上写真=5月3日、鹿島アントラーズのトレーニングを行なうアルトゥール・カイキ(写真◎KASHIMA ANTLERS)
家族思いのアタッカー
「いろいろなところからオファーを持ってくるけれど、日本からはないの?」
アルトゥール・カイキがブラジルのクラブに所属していたときのこと。代理人との会食中に、日系人の妻がそのように尋ねたという。すると、「その翌日に日本からオファーが来て、僕は迷うことなく(日本に)行くことを決めました。僕は日本の良いことしか聞いていなかったので」と、カイキは鹿島への移籍を決断した。
2人の娘の父親でもあるカイキは、家族思いの一面も持つ。「僕はサッカーしかプレーできないので、サッカーでチームに良い影響をもたらし、将来的に娘たちに良い生活、安定した生活を与えることができればと常に思いながら、一生懸命プレーしている」と、娘たちへの思いが原動力でもある。「伸ばしてみたら意外と良かった」というたくましいヒゲは妻と娘たちにも気に入られており、カイキのトレードマークになっている。

### データ一覧
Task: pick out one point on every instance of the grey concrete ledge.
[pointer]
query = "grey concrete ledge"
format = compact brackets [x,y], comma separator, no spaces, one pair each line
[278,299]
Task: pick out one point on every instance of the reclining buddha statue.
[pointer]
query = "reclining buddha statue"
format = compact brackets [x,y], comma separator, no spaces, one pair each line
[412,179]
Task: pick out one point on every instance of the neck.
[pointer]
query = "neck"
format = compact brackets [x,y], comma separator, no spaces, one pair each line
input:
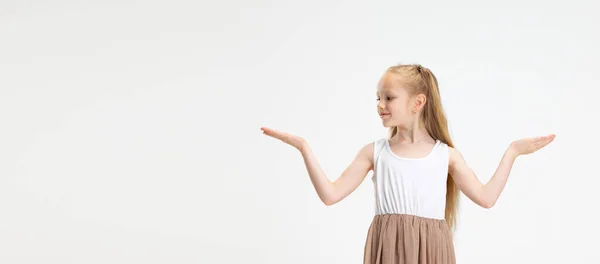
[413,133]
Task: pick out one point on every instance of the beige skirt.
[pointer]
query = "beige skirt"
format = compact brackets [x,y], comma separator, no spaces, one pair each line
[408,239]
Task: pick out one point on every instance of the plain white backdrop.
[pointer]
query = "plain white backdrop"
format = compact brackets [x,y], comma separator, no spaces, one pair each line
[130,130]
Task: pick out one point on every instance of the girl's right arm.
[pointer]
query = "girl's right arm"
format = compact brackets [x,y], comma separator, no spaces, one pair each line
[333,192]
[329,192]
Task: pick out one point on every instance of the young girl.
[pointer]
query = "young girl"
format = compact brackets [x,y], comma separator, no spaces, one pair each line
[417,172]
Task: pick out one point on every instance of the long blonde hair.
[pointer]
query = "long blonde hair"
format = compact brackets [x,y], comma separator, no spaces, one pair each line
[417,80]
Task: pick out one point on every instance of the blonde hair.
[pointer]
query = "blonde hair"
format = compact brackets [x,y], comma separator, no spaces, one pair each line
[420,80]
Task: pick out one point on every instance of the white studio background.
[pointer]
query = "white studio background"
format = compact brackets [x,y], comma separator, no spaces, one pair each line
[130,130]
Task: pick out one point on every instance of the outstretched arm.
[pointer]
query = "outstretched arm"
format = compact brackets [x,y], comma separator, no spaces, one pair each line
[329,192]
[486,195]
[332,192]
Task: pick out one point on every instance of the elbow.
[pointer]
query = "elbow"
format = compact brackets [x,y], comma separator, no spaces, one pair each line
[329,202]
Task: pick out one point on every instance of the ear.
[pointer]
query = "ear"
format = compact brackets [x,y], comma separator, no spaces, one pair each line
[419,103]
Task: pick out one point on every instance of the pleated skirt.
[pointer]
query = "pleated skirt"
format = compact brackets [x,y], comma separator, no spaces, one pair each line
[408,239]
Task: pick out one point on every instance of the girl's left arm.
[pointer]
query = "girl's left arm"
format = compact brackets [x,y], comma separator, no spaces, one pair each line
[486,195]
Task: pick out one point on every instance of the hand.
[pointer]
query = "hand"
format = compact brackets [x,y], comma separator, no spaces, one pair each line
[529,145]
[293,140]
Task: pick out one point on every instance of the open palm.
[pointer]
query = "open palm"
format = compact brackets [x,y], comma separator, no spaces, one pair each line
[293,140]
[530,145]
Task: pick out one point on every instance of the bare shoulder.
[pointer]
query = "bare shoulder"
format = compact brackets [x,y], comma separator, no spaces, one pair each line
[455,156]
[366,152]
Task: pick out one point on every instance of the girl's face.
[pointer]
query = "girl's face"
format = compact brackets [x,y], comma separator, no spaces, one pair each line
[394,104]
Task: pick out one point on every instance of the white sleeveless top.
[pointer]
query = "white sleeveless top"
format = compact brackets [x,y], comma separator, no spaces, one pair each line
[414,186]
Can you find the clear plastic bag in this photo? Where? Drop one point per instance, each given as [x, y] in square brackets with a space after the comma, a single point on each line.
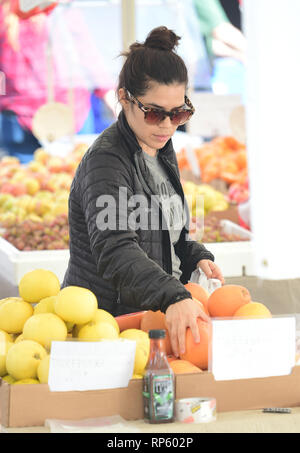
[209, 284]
==
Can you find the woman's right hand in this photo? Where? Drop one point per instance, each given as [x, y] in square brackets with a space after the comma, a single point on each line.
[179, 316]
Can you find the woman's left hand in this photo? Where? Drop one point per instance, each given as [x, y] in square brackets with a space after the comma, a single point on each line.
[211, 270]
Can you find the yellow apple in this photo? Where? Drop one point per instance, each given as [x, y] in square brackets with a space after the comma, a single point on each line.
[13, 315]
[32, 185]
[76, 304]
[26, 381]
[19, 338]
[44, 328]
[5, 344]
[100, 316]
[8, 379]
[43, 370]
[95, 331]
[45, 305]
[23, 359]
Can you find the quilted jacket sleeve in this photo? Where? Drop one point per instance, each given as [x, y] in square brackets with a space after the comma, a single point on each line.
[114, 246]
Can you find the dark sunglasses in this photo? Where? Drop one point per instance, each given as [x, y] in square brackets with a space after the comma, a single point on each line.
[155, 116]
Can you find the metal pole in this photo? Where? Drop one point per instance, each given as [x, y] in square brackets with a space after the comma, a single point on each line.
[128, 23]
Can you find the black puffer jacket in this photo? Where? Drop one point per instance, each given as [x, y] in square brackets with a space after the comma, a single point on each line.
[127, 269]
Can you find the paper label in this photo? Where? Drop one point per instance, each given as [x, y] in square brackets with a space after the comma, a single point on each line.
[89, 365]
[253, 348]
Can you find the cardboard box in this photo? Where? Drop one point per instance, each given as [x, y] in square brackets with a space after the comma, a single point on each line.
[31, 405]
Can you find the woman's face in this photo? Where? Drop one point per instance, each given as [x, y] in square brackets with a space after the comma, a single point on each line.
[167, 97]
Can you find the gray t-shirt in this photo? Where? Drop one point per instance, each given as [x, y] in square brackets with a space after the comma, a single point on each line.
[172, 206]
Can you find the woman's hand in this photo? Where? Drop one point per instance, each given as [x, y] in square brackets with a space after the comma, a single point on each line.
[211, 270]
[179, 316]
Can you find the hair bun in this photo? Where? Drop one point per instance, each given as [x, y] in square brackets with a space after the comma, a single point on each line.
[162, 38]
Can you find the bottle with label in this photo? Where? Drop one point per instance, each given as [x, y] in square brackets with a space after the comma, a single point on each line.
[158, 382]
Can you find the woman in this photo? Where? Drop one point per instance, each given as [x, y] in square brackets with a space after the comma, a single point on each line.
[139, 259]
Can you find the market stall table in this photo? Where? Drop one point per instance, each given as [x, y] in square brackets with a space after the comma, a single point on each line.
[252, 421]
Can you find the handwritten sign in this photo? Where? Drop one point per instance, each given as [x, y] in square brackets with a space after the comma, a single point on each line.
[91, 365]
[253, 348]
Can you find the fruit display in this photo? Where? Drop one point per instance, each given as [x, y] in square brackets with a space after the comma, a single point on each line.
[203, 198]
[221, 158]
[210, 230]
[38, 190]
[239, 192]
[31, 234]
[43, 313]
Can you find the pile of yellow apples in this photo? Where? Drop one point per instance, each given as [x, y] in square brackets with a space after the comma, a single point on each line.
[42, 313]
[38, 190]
---
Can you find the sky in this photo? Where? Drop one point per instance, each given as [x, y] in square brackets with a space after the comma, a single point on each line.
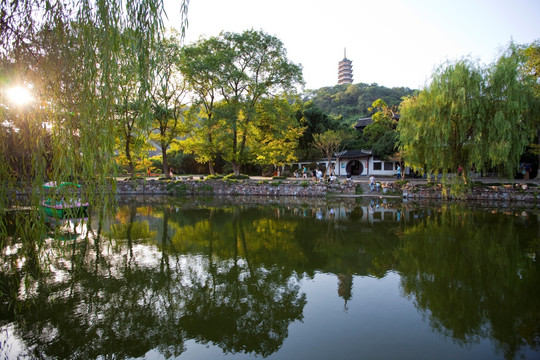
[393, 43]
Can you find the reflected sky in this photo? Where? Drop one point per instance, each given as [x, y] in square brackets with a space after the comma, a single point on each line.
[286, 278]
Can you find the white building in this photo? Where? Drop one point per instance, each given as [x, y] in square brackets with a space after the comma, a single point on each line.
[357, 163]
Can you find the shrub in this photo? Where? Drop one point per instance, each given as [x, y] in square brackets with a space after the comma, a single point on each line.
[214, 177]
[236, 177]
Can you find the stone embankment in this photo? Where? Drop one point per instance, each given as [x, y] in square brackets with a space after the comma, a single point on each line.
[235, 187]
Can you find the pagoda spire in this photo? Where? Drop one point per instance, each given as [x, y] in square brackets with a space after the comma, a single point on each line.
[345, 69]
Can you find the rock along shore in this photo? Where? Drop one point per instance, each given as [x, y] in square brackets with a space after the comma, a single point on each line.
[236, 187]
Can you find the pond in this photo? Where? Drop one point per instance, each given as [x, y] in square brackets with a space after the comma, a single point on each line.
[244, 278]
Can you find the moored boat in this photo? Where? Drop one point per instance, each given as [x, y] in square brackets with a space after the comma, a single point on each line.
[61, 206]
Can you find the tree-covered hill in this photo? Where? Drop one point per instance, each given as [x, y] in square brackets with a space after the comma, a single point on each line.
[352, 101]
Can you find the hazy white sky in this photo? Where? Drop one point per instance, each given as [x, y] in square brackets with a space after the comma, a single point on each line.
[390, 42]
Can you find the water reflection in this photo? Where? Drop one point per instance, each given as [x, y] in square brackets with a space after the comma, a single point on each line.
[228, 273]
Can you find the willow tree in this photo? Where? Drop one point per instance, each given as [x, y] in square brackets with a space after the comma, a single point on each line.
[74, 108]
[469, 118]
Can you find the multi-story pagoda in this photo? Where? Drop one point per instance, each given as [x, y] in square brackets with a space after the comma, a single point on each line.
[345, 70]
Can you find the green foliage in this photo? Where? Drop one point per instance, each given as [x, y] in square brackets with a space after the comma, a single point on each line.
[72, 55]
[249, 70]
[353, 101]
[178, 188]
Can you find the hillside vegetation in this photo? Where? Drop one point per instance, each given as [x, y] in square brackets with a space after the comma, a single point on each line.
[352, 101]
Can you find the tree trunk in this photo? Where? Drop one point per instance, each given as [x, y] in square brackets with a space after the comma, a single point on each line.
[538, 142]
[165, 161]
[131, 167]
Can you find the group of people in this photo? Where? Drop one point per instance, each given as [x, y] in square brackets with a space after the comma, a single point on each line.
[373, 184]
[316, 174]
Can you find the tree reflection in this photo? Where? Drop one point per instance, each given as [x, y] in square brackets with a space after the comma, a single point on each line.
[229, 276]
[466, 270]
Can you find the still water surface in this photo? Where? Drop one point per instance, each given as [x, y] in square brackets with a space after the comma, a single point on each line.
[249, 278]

### 挑戦課題
アルトゥール・カイキについての引用文では、日本からのオファーはいつ届いたとされているか。

### 解答全文
代理人との会食中に妻が日本からのオファーはないのかと尋ねた、その翌日。